Una ricerca pubblicata sulla rivista Journal of World Business, condotta da due ricercatrici e un ricercatore di tre diverse business school d’Europa, ha analizzato l’influenza che la nazionalità di provenienza di chi occupa ruoli di leadership ha sulla percezione delle sue capacità da parte di altre persone di pari competenze nei gruppi di lavoro multinazionali. L’ipotesi sostenuta nella ricerca è che la nazionalità influisca sull’attribuzione di qualità da leader spesso in modi di cui le persone non sono consapevoli, attraverso pregiudizi inconsci.

Se in un gruppo di lavoro ci sono persone in una posizione paritaria provenienti da Spagna, Brasile, Germania, Colombia e Stati Uniti, per esempio, alcune di loro potrebbero essere inconsapevolmente inclini a credere che quelle statunitensi e tedesche siano portate per la leadership, anche nei casi in cui il paese di origine non sia un fattore pertinente rispetto al lavoro da svolgere. È un esempio proposto sul sito The Conversation da uno degli autori della ricerca, Yih-Teen Lee, insegnante della IESE Business School dell’università di Navarra, a Barcellona, e in passato direttore di diversi progetti di ricerca per organizzazioni internazionali tra cui l’UNICEF e il Programma delle Nazioni Unite per lo sviluppo (UNDP).

☆ ☆ ☆ ☆

* I compiti:
• 1. Riassumi in due frasi l'estratto sulla nazionalità e la leadership.
• 2. Modifica il passo dell'estratto sulla nazionalità e la leadership che comincia con le parole "Una ricerca pubblicata" e termina dopo "attraverso pregiudizi inconsci.", mettendo "bias impliciti" al posto di "pregiudizi inconsci".
• 3. Riprendi l'estratto sulla nazionalità e la leadership e continualo dopo la sua ultima frase.

☆ ☆ ☆ ☆

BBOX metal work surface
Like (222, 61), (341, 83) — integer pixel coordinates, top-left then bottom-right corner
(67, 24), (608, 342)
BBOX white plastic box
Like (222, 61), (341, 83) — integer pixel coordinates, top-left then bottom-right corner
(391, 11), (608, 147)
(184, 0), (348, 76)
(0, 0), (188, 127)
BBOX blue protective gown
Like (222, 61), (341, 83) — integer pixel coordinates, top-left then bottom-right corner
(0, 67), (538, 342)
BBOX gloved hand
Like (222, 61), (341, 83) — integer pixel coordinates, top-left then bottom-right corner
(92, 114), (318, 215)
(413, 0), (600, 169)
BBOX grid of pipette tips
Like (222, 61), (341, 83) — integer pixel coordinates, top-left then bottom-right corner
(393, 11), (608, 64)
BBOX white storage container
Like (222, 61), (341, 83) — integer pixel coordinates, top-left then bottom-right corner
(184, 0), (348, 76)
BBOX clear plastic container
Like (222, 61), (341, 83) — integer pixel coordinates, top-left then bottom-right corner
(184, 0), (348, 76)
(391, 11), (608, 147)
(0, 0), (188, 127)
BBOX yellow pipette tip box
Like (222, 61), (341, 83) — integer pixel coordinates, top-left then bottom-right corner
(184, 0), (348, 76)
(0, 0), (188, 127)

☆ ☆ ☆ ☆

* Risposte per compito:
• 1. Una ricerca pubblicata sul Journal of World Business ha studiato come la nazionalità di chi ha ruoli di leadership influenzi la percezione delle sue capacità da parte di colleghi di pari competenze nei gruppi di lavoro multinazionali, sostenendo che ciò avvenga spesso tramite pregiudizi inconsci. Uno degli autori, Yih-Teen Lee della IESE Business School, ha proposto l'esempio di un gruppo in cui alcune persone potrebbero ritenere inconsapevolmente più portati per la leadership i membri statunitensi e tedeschi, anche quando il paese d'origine non è pertinente al lavoro.

• 2.
Una ricerca pubblicata sulla rivista Journal of World Business, condotta da due ricercatrici e un ricercatore di tre diverse business school d’Europa, ha analizzato l’influenza che la nazionalità di provenienza di chi occupa ruoli di leadership ha sulla percezione delle sue capacità da parte di altre persone di pari competenze nei gruppi di lavoro multinazionali. L’ipotesi sostenuta nella ricerca è che la nazionalità influisca sull’attribuzione di qualità da leader spesso in modi di cui le persone non sono consapevoli, attraverso bias impliciti.

• 3.
La ricerca ha studiato le relazioni all’interno di 145 gruppi di lavoro composti da oltre mille professionisti di diverse nazionalità iscritti a un programma MBA (Master of Business Administration, una laurea specialistica per la gestione di aziende) di una business school europea. Il tipo di lavoro richiesto dall’MBA e la struttura del corso erano simili per tutti i gruppi, e i partecipanti hanno lavorato quotidianamente a vari progetti di gruppo, collaborando a stretto contatto, per tre o quattro mesi.

Tutti i partecipanti ricoprivano una posizione paritaria all’interno del loro gruppo, ed erano tenuti ad assumere responsabilità da leader nei diversi progetti: in teoria chiunque poteva assumere quel ruolo, a seconda del compito richiesto in ciascun progetto. Lee e le altre due autrici della ricerca – Gouri Mohan della IÉSEG School of Management a Puteaux, in Francia, e Minna Paunova della Copenhagen Business School – hanno scoperto che i membri dei gruppi di lavoro tendevano a valutare l’appropriatezza al ruolo di leader di ciascuno in base alla sua nazionalità più che alle competenze specifiche utili per il compito richiesto.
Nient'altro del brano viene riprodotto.